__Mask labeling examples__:
○ ○ ○

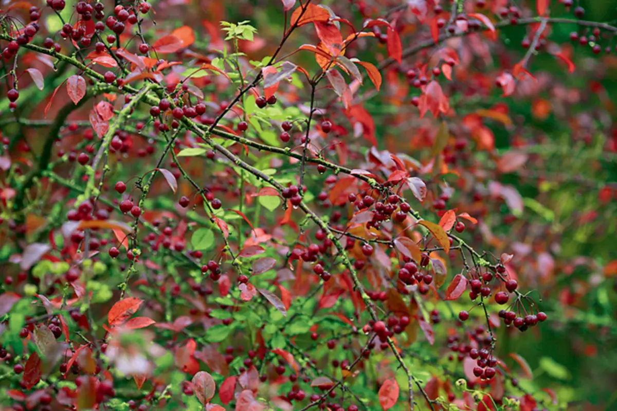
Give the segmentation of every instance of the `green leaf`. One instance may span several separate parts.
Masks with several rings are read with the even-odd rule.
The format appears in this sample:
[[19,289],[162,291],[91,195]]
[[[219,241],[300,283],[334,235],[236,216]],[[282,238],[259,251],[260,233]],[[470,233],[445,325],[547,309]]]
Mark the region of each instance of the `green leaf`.
[[232,328],[224,324],[213,325],[205,330],[205,339],[210,342],[220,342],[227,338]]
[[274,211],[281,204],[281,198],[278,196],[260,196],[259,204],[270,211]]
[[182,149],[178,154],[177,157],[195,157],[196,156],[201,156],[202,154],[205,154],[206,152],[205,149],[203,148],[186,148]]
[[196,250],[207,250],[214,245],[214,233],[209,228],[198,228],[193,233],[191,242]]

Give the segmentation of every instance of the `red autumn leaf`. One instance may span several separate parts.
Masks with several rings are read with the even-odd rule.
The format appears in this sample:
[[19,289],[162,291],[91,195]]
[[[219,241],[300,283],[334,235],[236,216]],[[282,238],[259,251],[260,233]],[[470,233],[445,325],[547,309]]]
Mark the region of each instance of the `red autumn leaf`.
[[338,28],[328,20],[316,21],[313,23],[317,36],[330,54],[333,56],[340,54],[343,46],[343,36]]
[[381,86],[381,73],[379,73],[379,70],[377,69],[377,67],[375,65],[368,62],[358,61],[357,63],[366,70],[366,74],[368,75],[368,78],[371,79],[373,84],[375,86],[375,88],[379,91],[379,88]]
[[275,349],[272,350],[272,352],[273,352],[275,354],[280,355],[283,358],[283,359],[284,360],[285,362],[289,365],[289,367],[291,367],[292,368],[294,369],[294,371],[296,372],[296,374],[297,375],[298,364],[297,362],[296,362],[296,359],[294,358],[294,356],[291,354],[291,352],[288,352],[285,350],[281,349],[280,348],[275,348]]
[[30,75],[30,77],[32,78],[32,81],[34,82],[35,85],[36,86],[36,88],[43,91],[43,88],[45,86],[45,81],[43,80],[43,74],[38,68],[26,68],[26,71]]
[[276,296],[273,293],[268,291],[263,288],[258,288],[257,291],[259,291],[260,294],[263,296],[267,300],[270,302],[275,308],[278,310],[283,317],[287,317],[287,309],[285,308],[285,305],[283,304],[283,301],[281,301],[278,297]]
[[444,300],[455,300],[465,293],[467,287],[467,277],[462,274],[457,274],[452,278],[452,282],[448,286]]
[[394,239],[394,247],[400,254],[420,264],[422,258],[420,247],[411,238],[400,236]]
[[32,389],[41,380],[43,375],[41,369],[41,359],[36,351],[28,359],[23,368],[23,384],[26,389]]
[[124,326],[126,328],[135,330],[137,328],[144,328],[149,325],[152,325],[155,323],[156,323],[155,321],[152,318],[149,318],[147,317],[136,317],[135,318],[131,318],[126,322],[126,323],[124,325]]
[[10,291],[0,294],[0,317],[10,311],[10,308],[22,297]]
[[433,330],[431,323],[424,321],[424,318],[418,318],[418,323],[420,325],[420,330],[422,330],[426,339],[428,340],[429,344],[431,346],[435,344],[435,333]]
[[250,301],[257,295],[257,289],[251,283],[241,284],[238,288],[240,289],[240,298],[242,301]]
[[549,1],[550,0],[536,0],[536,11],[538,15],[544,15],[549,8]]
[[384,411],[389,410],[399,401],[399,383],[394,378],[388,378],[384,381],[379,388],[379,405]]
[[205,403],[212,399],[216,391],[216,385],[212,376],[205,371],[200,371],[193,376],[193,388],[195,390],[195,395],[199,399],[199,401],[205,405]]
[[276,260],[271,257],[265,257],[253,262],[253,275],[263,274],[274,268],[276,265]]
[[418,222],[418,223],[428,228],[428,230],[431,231],[431,234],[433,235],[437,243],[444,247],[444,250],[446,253],[450,252],[450,239],[443,228],[437,224],[426,221],[426,220],[421,220]]
[[236,391],[236,383],[237,381],[238,377],[234,375],[227,377],[218,389],[218,397],[221,399],[221,402],[225,405],[234,399],[234,392]]
[[67,80],[67,92],[77,104],[86,95],[86,80],[81,76],[71,76]]
[[449,231],[454,226],[456,222],[457,214],[454,212],[453,210],[448,210],[441,216],[439,225],[441,226],[444,231]]
[[128,297],[114,304],[107,314],[109,326],[125,323],[139,309],[143,300],[135,297]]
[[183,47],[186,48],[195,43],[195,32],[189,26],[178,27],[173,31],[172,35],[182,42]]
[[157,53],[175,53],[185,47],[182,40],[172,35],[163,36],[152,44],[152,49]]
[[302,6],[300,6],[294,10],[291,14],[291,26],[299,27],[315,22],[327,22],[329,19],[330,14],[327,10],[312,3],[308,3],[304,6],[304,9]]
[[178,180],[176,180],[176,177],[174,176],[173,173],[166,168],[157,168],[157,170],[163,175],[165,181],[167,181],[167,184],[172,188],[172,191],[175,194],[176,190],[178,189]]

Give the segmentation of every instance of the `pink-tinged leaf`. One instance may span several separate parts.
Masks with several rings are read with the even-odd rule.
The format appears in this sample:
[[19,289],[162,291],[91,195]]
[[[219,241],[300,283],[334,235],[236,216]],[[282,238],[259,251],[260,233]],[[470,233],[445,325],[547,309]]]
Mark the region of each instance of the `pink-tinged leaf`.
[[214,217],[214,222],[217,223],[217,226],[220,229],[221,232],[223,233],[223,236],[227,238],[230,236],[230,229],[227,226],[227,223],[221,220],[218,217]]
[[452,278],[452,282],[448,286],[445,291],[445,300],[455,300],[465,293],[467,287],[467,277],[462,274],[457,274]]
[[30,75],[36,88],[43,91],[43,89],[45,86],[45,81],[43,80],[41,72],[38,68],[26,68],[26,71]]
[[549,1],[550,0],[536,0],[536,11],[538,15],[544,15],[549,8]]
[[185,47],[182,40],[173,35],[164,36],[152,44],[152,49],[157,53],[175,53]]
[[276,260],[271,257],[265,257],[253,262],[253,275],[259,275],[263,274],[269,270],[274,268],[276,264]]
[[418,201],[424,201],[426,197],[426,185],[420,177],[410,177],[407,178],[407,185],[411,189],[413,196]]
[[255,399],[252,391],[245,389],[238,397],[235,411],[263,411],[265,408],[264,404]]
[[325,376],[317,377],[310,382],[310,386],[317,387],[320,389],[329,389],[334,384],[334,381]]
[[484,14],[481,13],[470,13],[468,14],[470,17],[473,17],[474,19],[478,19],[479,20],[482,22],[482,23],[486,26],[486,28],[491,30],[493,33],[495,33],[495,25],[493,25],[492,22],[491,22],[488,17],[487,17]]
[[280,355],[289,365],[289,367],[294,369],[296,374],[298,374],[298,363],[296,362],[296,359],[294,358],[291,352],[288,352],[280,348],[275,348],[272,350],[272,352]]
[[41,375],[43,375],[43,372],[41,368],[41,359],[35,351],[28,359],[23,368],[22,381],[25,389],[27,390],[32,389],[32,388],[41,381]]
[[242,301],[250,301],[257,295],[257,289],[251,283],[241,284],[238,288],[240,289],[240,298]]
[[289,11],[296,6],[296,0],[281,0],[283,2],[283,7],[285,11]]
[[424,336],[428,340],[429,344],[431,346],[435,344],[435,333],[433,330],[433,326],[431,323],[424,321],[424,318],[418,318],[418,322],[420,325],[420,330],[424,333]]
[[508,151],[497,160],[497,170],[500,173],[511,173],[527,162],[529,156],[522,151]]
[[124,246],[125,249],[128,251],[128,236],[120,228],[114,228],[114,235],[120,246]]
[[454,212],[453,210],[448,210],[441,216],[439,225],[441,226],[444,231],[449,231],[454,226],[456,222],[457,214]]
[[221,402],[225,405],[233,400],[237,381],[238,377],[234,375],[227,377],[218,389],[218,397],[221,399]]
[[62,86],[62,85],[60,84],[56,88],[56,89],[54,90],[54,93],[51,93],[51,98],[49,99],[49,101],[48,102],[47,106],[45,106],[45,109],[43,112],[44,118],[47,118],[47,112],[49,111],[49,109],[51,108],[51,104],[54,102],[54,98],[56,97],[56,93],[58,92],[58,90],[59,90],[60,88]]
[[576,70],[576,66],[570,60],[569,57],[566,56],[563,51],[560,51],[558,53],[555,54],[555,57],[559,57],[566,65],[568,66],[568,72],[572,74]]
[[420,247],[411,238],[401,236],[394,239],[394,247],[400,254],[420,264],[422,259]]
[[426,220],[421,220],[418,222],[418,223],[428,228],[428,230],[431,231],[431,234],[433,235],[437,243],[444,247],[445,252],[450,252],[450,239],[443,228],[437,224],[426,221]]
[[398,32],[391,27],[387,28],[387,41],[386,45],[388,56],[400,64],[403,60],[403,46],[400,44]]
[[242,251],[238,254],[238,256],[246,257],[253,257],[254,255],[263,254],[265,252],[265,249],[264,249],[264,248],[261,246],[247,246],[244,248],[242,249]]
[[199,401],[204,405],[212,399],[216,392],[216,384],[212,376],[205,371],[200,371],[193,376],[193,388],[195,390],[195,395],[199,399]]
[[126,322],[126,323],[124,325],[124,326],[125,328],[136,330],[137,328],[144,328],[149,325],[152,325],[155,323],[156,323],[155,321],[152,318],[149,318],[147,317],[136,317],[135,318],[131,318]]
[[28,244],[22,254],[22,260],[19,263],[19,267],[22,270],[29,270],[50,250],[51,246],[48,244],[33,243]]
[[81,76],[72,75],[67,80],[67,92],[77,104],[86,95],[86,80]]
[[510,356],[516,362],[516,363],[521,366],[521,368],[523,368],[523,373],[524,375],[523,378],[527,380],[532,380],[534,378],[533,373],[531,372],[531,367],[530,367],[529,365],[527,363],[527,361],[525,360],[525,359],[514,352],[510,352]]
[[166,168],[157,168],[157,170],[163,175],[167,184],[172,188],[172,191],[175,194],[176,190],[178,189],[178,181],[176,180],[176,177],[174,176],[172,172]]
[[118,63],[109,56],[99,56],[97,57],[94,57],[92,59],[92,62],[96,64],[99,64],[104,67],[118,67]]
[[377,67],[375,66],[371,63],[369,63],[366,61],[358,61],[356,62],[358,64],[365,68],[366,70],[366,74],[368,75],[368,78],[371,79],[373,84],[375,85],[375,88],[377,91],[379,91],[379,88],[381,87],[381,73],[379,73],[379,70],[378,70]]
[[0,317],[10,311],[11,307],[20,299],[19,294],[10,291],[0,294]]
[[114,304],[107,314],[109,326],[126,322],[139,309],[143,300],[135,297],[129,297]]
[[461,218],[465,218],[472,224],[478,224],[478,220],[470,215],[468,213],[461,213],[458,215],[458,217]]
[[394,378],[388,378],[384,381],[379,391],[379,405],[384,411],[389,410],[399,401],[400,389],[399,383]]
[[514,254],[508,254],[504,252],[501,255],[501,258],[499,259],[499,260],[501,261],[502,264],[507,264],[513,258],[514,258]]
[[274,293],[268,291],[267,289],[263,288],[258,288],[257,291],[265,297],[266,299],[270,302],[270,303],[274,305],[275,308],[278,310],[283,317],[287,317],[287,309],[285,308],[284,305],[283,304],[283,301],[281,301],[278,297],[277,297]]
[[[304,10],[304,12],[303,12]],[[291,14],[291,27],[302,26],[315,22],[327,22],[330,19],[330,14],[323,7],[308,3],[305,6],[300,6]]]

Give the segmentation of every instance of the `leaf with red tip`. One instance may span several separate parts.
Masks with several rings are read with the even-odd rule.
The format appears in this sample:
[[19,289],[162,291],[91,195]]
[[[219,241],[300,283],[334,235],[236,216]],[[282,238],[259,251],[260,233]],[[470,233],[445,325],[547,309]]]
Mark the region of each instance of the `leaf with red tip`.
[[77,104],[86,95],[86,80],[81,76],[72,75],[67,80],[67,92]]
[[19,294],[10,291],[0,294],[0,317],[10,311],[10,308],[22,297]]
[[30,75],[36,88],[43,91],[43,89],[45,86],[45,81],[43,80],[41,72],[38,68],[26,68],[26,71]]
[[242,301],[250,301],[257,295],[257,289],[251,283],[241,284],[238,288],[240,289],[240,298]]
[[329,389],[334,384],[334,381],[325,376],[317,377],[310,383],[310,386],[317,387],[320,389]]
[[216,384],[212,376],[205,371],[200,371],[193,376],[193,383],[195,395],[204,405],[212,399],[216,392]]
[[467,287],[467,277],[462,274],[457,274],[452,278],[452,282],[448,286],[444,300],[455,300],[465,293]]
[[[303,12],[303,10],[304,10]],[[323,7],[308,3],[305,6],[300,6],[291,14],[291,26],[302,26],[315,22],[327,22],[330,19],[330,14]]]
[[468,213],[461,213],[458,215],[458,217],[461,218],[465,218],[468,222],[471,222],[473,224],[478,224],[478,220],[474,218],[473,217],[470,215]]
[[379,405],[384,411],[389,410],[399,401],[399,383],[394,378],[388,378],[381,384],[379,391]]
[[126,328],[136,330],[137,328],[144,328],[155,323],[156,323],[155,321],[147,317],[136,317],[135,318],[131,318],[126,322],[124,326]]
[[114,304],[107,314],[107,322],[110,326],[126,322],[139,309],[143,300],[135,297],[128,297]]
[[411,238],[401,236],[394,239],[394,247],[402,254],[420,264],[422,259],[420,247]]
[[259,275],[263,274],[269,270],[274,268],[276,264],[276,260],[271,257],[265,257],[253,262],[253,275]]
[[446,253],[450,252],[450,239],[448,238],[448,235],[445,233],[443,228],[437,224],[426,221],[426,220],[421,220],[418,222],[418,223],[428,228],[428,230],[431,231],[431,234],[433,235],[437,243],[444,247]]
[[549,0],[536,0],[536,11],[538,15],[544,15],[549,8]]
[[403,60],[403,46],[400,44],[399,33],[391,27],[387,28],[387,41],[386,45],[388,56],[400,64]]
[[157,168],[157,170],[163,175],[165,181],[167,181],[167,184],[172,188],[172,191],[175,194],[176,190],[178,189],[178,180],[176,180],[175,176],[174,176],[172,172],[166,168]]
[[287,317],[287,309],[285,308],[284,305],[283,305],[281,299],[277,297],[273,293],[263,288],[258,288],[257,291],[265,297],[265,299],[270,301],[270,304],[274,305],[275,308],[278,310],[283,314],[283,317]]
[[373,84],[375,86],[375,88],[379,91],[379,88],[381,86],[381,73],[379,73],[379,70],[372,63],[366,61],[358,61],[357,62],[366,69],[368,78],[371,79]]
[[291,367],[294,369],[294,371],[296,372],[296,374],[298,373],[298,364],[297,362],[296,362],[296,359],[294,358],[294,356],[291,354],[291,353],[288,352],[285,350],[281,349],[280,348],[276,348],[272,350],[272,352],[275,353],[275,354],[278,354],[281,357],[283,357],[283,359],[284,360],[287,362],[287,363],[289,365],[289,367]]
[[223,404],[226,405],[233,400],[233,394],[234,391],[236,391],[237,381],[238,377],[234,375],[227,377],[221,384],[221,386],[218,389],[218,397]]
[[439,225],[444,229],[444,231],[449,231],[454,226],[454,223],[457,222],[457,214],[453,210],[448,210],[441,216],[439,220]]

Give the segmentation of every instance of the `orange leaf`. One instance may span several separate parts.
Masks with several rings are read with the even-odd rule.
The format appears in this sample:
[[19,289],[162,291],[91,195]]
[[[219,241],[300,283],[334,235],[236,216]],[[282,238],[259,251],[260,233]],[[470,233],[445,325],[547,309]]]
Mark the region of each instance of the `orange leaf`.
[[114,304],[107,314],[107,322],[109,326],[117,325],[125,322],[135,313],[143,302],[144,301],[141,299],[129,297]]
[[195,33],[193,28],[188,26],[182,26],[172,31],[172,35],[175,36],[182,42],[183,46],[188,47],[195,43]]
[[384,411],[394,406],[399,401],[399,383],[394,378],[388,378],[379,388],[379,404]]
[[444,231],[449,231],[454,226],[455,222],[457,222],[457,214],[453,210],[448,210],[439,220],[439,225]]
[[366,69],[366,73],[368,74],[368,78],[371,79],[373,81],[373,84],[375,85],[375,88],[377,91],[379,91],[379,87],[381,86],[381,73],[379,73],[379,70],[377,69],[377,67],[371,63],[369,63],[366,61],[358,61],[358,64]]
[[400,44],[400,38],[396,30],[392,27],[387,28],[387,41],[386,42],[388,56],[401,63],[403,60],[403,46]]
[[445,233],[445,231],[444,231],[444,229],[441,226],[426,220],[421,220],[418,222],[418,223],[421,224],[428,228],[428,230],[435,237],[435,239],[437,240],[437,243],[444,247],[446,253],[450,252],[450,239],[448,238],[448,235]]
[[308,3],[304,9],[300,6],[294,10],[291,15],[291,27],[300,27],[314,22],[327,22],[329,19],[330,14],[327,10]]

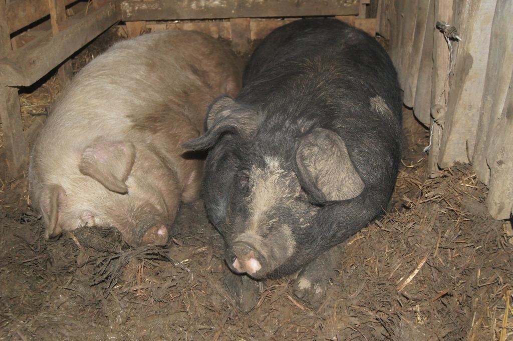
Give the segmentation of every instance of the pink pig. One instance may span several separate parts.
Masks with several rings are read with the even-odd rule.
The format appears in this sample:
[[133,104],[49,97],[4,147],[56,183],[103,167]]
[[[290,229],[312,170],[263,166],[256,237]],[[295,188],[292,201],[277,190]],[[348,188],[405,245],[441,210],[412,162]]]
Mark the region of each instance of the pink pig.
[[166,243],[202,176],[203,162],[180,145],[203,132],[212,99],[236,94],[240,74],[216,40],[186,31],[121,42],[85,66],[31,155],[30,195],[46,237],[102,226],[132,246]]

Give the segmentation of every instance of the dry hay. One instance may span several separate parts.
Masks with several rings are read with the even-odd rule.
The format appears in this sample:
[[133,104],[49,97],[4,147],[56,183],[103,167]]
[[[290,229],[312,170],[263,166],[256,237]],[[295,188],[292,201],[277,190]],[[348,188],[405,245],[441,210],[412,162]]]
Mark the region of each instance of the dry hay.
[[[75,53],[71,59],[73,74],[114,42],[121,39],[116,32],[115,29],[111,28],[91,44]],[[27,131],[34,121],[38,118],[44,122],[49,107],[57,98],[62,89],[62,85],[57,76],[56,69],[51,71],[32,86],[19,89],[22,124],[26,135],[31,134],[31,132],[27,133]],[[27,138],[33,137],[26,136]],[[3,152],[4,143],[3,127],[0,122],[0,154]]]
[[234,309],[221,240],[201,203],[183,207],[168,246],[135,249],[108,229],[46,242],[36,215],[6,209],[0,340],[510,338],[508,225],[489,217],[469,166],[424,179],[425,159],[414,152],[425,137],[407,135],[419,143],[403,159],[391,212],[348,243],[320,308],[283,278],[265,283],[248,314]]
[[45,240],[26,184],[3,184],[0,340],[511,339],[509,223],[488,215],[468,166],[425,178],[426,132],[406,113],[389,213],[348,242],[317,309],[286,278],[238,311],[201,203],[182,207],[168,245],[130,249],[110,229]]

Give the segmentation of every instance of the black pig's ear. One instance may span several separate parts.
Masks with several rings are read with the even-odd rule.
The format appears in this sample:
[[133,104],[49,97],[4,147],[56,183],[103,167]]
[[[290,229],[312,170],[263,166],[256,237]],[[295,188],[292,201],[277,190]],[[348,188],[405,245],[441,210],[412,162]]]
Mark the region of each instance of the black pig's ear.
[[331,130],[318,129],[301,137],[295,162],[300,182],[314,203],[351,199],[365,187],[345,143]]
[[95,139],[82,152],[78,169],[98,182],[107,189],[125,194],[125,183],[135,160],[135,147],[128,141]]
[[203,150],[215,144],[224,133],[250,138],[260,122],[260,115],[253,109],[227,96],[218,97],[210,105],[205,119],[206,132],[202,136],[182,145],[187,150]]

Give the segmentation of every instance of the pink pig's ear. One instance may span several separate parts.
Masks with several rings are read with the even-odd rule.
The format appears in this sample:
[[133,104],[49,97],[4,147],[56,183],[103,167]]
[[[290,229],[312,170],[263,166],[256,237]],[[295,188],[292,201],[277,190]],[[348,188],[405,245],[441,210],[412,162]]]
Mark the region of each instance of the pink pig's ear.
[[59,223],[59,206],[66,200],[64,189],[58,185],[45,185],[41,191],[39,205],[45,221],[47,239],[61,234],[62,228]]
[[128,193],[125,182],[135,160],[135,147],[126,141],[109,141],[100,137],[82,153],[79,169],[108,189]]
[[334,131],[320,128],[301,137],[295,161],[300,183],[313,202],[352,199],[365,187],[344,140]]

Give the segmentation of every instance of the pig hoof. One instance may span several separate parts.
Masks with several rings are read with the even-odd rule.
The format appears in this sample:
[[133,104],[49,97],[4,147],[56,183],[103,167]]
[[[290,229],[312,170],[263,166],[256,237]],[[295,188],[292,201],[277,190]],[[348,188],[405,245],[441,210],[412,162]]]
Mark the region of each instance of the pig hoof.
[[262,284],[247,276],[236,275],[231,271],[225,277],[225,285],[233,298],[235,307],[247,313],[256,305]]
[[313,307],[320,306],[326,295],[328,283],[325,278],[313,280],[300,274],[294,283],[294,294]]
[[165,244],[167,243],[167,229],[161,224],[152,226],[143,236],[141,245]]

○ ○ ○

Repeat exactly, and only, the lines from the one containing "Give the segmentation of every instance of the pig" through the end of the material.

Give the segmentation of every instance of the pig hoof. One instance may span several separate parts.
Masks with several rings are read with the even-odd rule.
The format appears in this sample:
[[133,104],[49,97],[4,147],[56,183],[103,167]]
[[[290,229],[312,170],[263,166],[256,237]],[[295,188],[292,201],[277,190]],[[348,188],[405,245],[441,210],[412,162]]]
Mark the region of each instance of the pig hoof.
[[262,284],[247,276],[236,275],[231,271],[225,277],[225,285],[233,298],[235,307],[247,313],[256,305]]
[[313,307],[320,306],[326,295],[328,283],[325,278],[313,280],[300,274],[294,283],[294,294]]
[[165,244],[167,243],[167,229],[161,224],[152,226],[143,236],[141,245]]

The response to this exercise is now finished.